### GIVEN TEXT
Many thanks for your input.

  • Linux Newbie
Joseph
  • 193
  • 1
  • 8
  • OK, so you want do find files with specific contents , is that right ? `grep 'sometext' /path/to/some/folder/* ` can help you with that. I don't quite understand which files you're looking for, because you mention webpages and chk files, so which ones you need ? – Sergiy Kolodyazhnyy Jun 26 '15 at 20:35
  • hello and thank you for your reply. - Let me clarify: I do not want to find files that are presently on my filesystem. the files are gone and I want to use the image created by recoll-index/xapian-db to find out which filenames have been deleted. – Joseph Jun 26 '15 at 21:16

1 Answers1

4

At least with recent Recoll versions, a query language request like:

dir:/path/to/dir

should return all files which lived in the subtree under dir.

If you switch to the table mode display for the results, you can use the Results->Save as CSV menu entry to produce an easily processed listing.

### RECORDS
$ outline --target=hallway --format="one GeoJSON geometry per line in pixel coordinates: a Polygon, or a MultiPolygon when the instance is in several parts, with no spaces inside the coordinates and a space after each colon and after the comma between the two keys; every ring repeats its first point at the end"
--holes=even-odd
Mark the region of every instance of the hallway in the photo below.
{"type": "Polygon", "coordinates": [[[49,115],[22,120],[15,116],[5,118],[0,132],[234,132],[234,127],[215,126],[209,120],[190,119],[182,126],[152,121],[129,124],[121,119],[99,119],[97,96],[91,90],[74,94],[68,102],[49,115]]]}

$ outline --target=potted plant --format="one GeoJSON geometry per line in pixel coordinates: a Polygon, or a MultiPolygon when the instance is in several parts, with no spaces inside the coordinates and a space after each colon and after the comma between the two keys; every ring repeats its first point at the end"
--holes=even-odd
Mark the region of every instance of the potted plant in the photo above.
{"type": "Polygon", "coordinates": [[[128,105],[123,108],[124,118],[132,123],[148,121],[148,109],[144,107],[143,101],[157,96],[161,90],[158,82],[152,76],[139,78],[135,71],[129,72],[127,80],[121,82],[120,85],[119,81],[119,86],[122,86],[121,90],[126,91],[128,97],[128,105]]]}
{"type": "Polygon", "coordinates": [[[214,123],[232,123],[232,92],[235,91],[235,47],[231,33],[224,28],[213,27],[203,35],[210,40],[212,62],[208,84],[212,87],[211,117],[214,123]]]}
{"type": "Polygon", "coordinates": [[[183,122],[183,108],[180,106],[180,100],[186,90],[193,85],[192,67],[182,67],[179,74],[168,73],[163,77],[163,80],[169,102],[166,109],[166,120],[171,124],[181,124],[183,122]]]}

### INSTRUCTIONS FOR THE TASK
Answer these about the forum thread on Recoll:
(a) What grep command does the first comment suggest for finding files that contain certain text?
(b) What does Joseph want to learn from the image made by recoll-index/xapian-db?
(c) In table mode, which menu entry gives an easily processed listing of the results?

### TASK RESULT
(a) `grep 'sometext' /path/to/some/folder/*`
(b) Which filenames have been deleted.
(c) Results->Save as CSV.